QUOTED PASSAGE
_ _ _

Setting yourself up for financial independence does not have to be a painful process. You just need to change your mindset and treat it more like a game. Just like the game of ‘Monopoly’. As you move around the Monopoly board, you are doing the best you can to avoid spending unnecessarily and buying up assets in order to grow your wealth.
I am going to cover how I approach my personal finance and what I am currently doing to build my wealth and escape the rat race that most Americans live in.
Disclaimer: I am not a financial advisor. I am simply sharing what I do with my finance. Please do your own research before investing your hard-earned money.
Tracking your Income and Expenses
The first step that I highly recommend everyone does is track their income and expenses.
I use an online wealth management website that lets me sync all my bank accounts, investment portfolios, credit cards, and other income/expense related accounts. This website is called Personal Capital.
(Feel free to sign up as my referral and we both receive a $20 Amazon Giftcard if you meet the criteria! — Note: I am not affiliated with this company. I use this tool.)
Personal Capital has allowed me to see absolutely everything in front of me. It’s a clean dashboard and shows how you are progressing with your savings and investing. I recommend this because visually seeing your portfolio and net worth growing right before your eyes will motivate you. They even have a mobile app!
The biggest thing to keep track of is your expenses.
What is your monthly average “burn rate”? That’s what you need to find out.

_ _ _

AIM OF THE TASK
In the personal finance text, which online wealth management website is used to sync bank accounts, investment portfolios, and credit cards?

GIVEN RECORDS
_ _ _

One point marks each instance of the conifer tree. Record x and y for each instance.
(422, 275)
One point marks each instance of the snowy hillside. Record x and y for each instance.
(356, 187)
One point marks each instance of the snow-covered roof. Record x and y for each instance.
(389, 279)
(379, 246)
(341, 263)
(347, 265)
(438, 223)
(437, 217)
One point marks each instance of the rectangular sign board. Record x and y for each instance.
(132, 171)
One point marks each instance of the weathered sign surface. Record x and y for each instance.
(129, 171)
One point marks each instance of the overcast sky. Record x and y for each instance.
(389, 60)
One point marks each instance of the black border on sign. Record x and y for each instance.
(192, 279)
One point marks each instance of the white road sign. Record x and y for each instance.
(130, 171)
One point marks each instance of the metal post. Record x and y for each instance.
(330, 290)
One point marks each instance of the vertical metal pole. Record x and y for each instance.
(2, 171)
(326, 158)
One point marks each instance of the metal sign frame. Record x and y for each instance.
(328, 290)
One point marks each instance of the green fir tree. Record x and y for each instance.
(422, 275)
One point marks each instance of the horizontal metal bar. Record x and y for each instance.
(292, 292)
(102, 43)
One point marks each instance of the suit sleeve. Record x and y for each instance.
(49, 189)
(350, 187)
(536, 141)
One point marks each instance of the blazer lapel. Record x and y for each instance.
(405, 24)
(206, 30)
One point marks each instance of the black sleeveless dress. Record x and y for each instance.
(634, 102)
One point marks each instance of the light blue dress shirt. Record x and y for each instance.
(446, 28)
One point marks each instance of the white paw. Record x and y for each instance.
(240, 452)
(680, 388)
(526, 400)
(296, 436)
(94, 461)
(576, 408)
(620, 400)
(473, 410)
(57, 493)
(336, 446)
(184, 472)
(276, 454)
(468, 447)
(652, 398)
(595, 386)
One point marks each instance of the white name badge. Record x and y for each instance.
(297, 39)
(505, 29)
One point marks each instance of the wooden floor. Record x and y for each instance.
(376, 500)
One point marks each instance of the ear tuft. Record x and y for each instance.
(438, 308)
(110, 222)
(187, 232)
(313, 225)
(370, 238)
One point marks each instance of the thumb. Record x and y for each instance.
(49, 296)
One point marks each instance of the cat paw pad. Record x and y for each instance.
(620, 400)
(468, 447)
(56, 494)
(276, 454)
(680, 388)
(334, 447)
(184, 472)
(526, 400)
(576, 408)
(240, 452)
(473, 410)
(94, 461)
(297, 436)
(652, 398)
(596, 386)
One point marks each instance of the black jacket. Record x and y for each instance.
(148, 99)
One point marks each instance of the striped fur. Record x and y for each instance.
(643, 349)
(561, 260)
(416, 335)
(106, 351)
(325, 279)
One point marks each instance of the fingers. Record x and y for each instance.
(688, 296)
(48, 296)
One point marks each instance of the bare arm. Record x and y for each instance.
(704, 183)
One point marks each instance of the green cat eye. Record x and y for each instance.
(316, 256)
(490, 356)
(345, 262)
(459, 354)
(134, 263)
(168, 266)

_ _ _

RESULT OF THE EXERCISE
Personal Capital